- _Data lines_:
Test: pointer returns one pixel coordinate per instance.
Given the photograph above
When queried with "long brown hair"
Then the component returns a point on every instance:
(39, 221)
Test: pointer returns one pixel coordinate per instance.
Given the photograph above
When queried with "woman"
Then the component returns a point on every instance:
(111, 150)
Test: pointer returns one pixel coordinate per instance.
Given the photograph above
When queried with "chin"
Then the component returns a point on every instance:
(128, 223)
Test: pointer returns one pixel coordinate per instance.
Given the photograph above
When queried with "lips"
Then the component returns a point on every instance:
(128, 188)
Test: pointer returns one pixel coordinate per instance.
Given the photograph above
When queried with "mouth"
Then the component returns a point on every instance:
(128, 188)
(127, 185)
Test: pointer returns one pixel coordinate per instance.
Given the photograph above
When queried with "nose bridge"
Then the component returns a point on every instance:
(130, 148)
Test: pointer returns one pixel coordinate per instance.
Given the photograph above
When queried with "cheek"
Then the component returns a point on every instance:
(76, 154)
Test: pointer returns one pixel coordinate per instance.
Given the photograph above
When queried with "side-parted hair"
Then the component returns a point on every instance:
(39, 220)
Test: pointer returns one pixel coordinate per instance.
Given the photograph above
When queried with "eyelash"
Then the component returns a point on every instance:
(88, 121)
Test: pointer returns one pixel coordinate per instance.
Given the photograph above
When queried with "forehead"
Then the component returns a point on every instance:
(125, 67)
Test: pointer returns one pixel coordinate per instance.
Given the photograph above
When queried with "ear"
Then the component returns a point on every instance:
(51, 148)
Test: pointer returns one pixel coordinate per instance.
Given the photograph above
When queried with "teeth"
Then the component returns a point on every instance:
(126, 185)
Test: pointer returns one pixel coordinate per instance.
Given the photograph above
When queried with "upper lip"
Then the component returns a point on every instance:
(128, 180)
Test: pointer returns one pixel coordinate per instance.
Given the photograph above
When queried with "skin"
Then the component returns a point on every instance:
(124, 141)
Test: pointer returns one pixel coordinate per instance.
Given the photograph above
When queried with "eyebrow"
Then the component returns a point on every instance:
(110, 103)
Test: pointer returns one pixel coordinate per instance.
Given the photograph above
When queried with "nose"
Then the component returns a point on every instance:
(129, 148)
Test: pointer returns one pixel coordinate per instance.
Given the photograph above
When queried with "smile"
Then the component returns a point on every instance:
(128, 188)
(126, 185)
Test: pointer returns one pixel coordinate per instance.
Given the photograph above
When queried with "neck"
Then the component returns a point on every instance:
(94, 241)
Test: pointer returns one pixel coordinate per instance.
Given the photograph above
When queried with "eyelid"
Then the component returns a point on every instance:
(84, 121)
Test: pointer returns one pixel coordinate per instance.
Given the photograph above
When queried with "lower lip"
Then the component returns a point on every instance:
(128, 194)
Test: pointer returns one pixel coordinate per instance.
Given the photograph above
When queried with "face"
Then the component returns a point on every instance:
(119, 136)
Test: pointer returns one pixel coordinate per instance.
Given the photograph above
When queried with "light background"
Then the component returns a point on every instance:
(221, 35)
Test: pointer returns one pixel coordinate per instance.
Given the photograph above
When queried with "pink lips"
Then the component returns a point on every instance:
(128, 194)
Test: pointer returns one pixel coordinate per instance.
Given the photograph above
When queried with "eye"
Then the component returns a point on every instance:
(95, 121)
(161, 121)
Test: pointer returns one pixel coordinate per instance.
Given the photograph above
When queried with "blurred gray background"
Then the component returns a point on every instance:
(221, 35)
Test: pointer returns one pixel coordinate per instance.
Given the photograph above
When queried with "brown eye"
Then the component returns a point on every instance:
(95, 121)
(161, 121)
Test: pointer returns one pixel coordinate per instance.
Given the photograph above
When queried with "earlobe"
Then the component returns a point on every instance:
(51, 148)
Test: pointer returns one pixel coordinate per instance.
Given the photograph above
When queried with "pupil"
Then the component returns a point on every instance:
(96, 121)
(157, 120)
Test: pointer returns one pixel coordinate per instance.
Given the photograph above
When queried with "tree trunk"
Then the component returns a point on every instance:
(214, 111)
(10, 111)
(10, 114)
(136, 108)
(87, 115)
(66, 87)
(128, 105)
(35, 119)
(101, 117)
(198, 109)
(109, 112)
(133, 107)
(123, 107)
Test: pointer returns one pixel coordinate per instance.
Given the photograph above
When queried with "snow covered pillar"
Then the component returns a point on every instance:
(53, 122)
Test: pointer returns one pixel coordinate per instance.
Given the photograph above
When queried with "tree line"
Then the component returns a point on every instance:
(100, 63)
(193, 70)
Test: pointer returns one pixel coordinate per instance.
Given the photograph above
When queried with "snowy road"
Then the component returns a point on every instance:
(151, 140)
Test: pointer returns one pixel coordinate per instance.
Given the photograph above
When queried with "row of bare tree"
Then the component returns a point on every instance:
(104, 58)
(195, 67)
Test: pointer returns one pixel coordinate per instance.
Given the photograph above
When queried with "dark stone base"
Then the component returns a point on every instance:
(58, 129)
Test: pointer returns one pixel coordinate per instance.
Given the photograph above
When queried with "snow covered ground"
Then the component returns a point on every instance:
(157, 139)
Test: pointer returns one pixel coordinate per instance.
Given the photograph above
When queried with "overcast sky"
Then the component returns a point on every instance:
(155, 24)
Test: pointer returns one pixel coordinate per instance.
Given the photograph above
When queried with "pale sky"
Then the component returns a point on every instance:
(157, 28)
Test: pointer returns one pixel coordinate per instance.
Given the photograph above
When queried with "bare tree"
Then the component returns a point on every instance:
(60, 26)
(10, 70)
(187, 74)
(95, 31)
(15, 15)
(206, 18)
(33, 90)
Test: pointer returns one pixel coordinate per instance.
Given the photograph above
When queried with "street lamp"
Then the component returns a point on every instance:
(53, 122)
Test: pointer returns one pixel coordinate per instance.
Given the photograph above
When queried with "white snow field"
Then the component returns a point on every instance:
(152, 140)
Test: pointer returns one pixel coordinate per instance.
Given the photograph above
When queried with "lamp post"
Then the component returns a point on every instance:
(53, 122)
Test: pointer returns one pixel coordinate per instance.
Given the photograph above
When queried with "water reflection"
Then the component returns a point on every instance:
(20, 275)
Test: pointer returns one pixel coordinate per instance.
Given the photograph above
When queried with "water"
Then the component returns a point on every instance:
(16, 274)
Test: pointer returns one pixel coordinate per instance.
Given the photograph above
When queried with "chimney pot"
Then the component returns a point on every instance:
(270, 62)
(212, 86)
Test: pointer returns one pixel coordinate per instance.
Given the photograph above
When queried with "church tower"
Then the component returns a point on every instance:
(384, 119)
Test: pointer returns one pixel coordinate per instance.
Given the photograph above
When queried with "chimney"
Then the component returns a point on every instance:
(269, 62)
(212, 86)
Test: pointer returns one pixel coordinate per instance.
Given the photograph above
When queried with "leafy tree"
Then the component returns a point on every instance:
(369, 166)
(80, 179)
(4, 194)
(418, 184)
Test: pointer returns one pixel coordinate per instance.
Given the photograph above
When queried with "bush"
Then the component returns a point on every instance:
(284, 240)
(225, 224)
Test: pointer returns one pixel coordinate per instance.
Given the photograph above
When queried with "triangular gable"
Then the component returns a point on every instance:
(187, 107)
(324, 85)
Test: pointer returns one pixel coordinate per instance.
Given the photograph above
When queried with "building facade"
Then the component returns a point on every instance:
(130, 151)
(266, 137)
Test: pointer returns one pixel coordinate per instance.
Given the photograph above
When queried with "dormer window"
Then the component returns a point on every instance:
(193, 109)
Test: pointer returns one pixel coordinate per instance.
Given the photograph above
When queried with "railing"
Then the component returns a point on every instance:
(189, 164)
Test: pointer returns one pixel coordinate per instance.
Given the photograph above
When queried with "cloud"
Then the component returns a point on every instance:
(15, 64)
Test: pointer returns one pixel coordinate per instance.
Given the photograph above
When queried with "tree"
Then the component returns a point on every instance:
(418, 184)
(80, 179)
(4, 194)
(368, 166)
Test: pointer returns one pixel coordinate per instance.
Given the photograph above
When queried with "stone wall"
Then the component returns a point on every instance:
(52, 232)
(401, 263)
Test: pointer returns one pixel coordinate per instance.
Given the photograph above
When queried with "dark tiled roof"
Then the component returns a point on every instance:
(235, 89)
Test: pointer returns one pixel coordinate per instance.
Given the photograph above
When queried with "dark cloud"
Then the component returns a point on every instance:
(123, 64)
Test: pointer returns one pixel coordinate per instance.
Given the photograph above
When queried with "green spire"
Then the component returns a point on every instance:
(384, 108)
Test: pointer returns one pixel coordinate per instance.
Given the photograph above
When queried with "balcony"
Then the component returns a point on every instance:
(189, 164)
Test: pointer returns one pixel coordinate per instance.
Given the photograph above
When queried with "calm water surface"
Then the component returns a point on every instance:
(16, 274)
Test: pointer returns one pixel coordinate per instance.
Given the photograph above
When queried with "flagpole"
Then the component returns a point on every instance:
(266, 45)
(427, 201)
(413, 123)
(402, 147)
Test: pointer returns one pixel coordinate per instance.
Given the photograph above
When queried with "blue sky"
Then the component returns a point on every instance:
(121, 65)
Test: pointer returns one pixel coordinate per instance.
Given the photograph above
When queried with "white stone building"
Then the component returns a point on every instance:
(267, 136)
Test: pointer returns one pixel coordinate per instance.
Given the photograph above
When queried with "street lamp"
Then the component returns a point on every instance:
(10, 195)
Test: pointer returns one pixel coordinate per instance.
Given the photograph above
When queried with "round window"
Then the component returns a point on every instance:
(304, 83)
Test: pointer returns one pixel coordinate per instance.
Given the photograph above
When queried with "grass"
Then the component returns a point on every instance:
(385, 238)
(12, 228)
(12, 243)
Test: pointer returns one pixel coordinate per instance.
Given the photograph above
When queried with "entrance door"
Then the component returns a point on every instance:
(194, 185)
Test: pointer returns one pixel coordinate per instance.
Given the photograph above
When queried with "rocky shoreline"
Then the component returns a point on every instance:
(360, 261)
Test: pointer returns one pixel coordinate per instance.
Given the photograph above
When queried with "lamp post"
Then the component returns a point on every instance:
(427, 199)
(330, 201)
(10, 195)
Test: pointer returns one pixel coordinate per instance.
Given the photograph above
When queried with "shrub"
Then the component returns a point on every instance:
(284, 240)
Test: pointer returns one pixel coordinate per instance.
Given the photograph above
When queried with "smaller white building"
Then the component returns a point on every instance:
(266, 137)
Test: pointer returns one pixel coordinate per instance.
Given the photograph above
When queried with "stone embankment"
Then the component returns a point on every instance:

- _What you have to do_: List every line of the items above that contains the word "brown".

- _Correct answer_:
When queried with "long brown hair"
When queried with "brown eye"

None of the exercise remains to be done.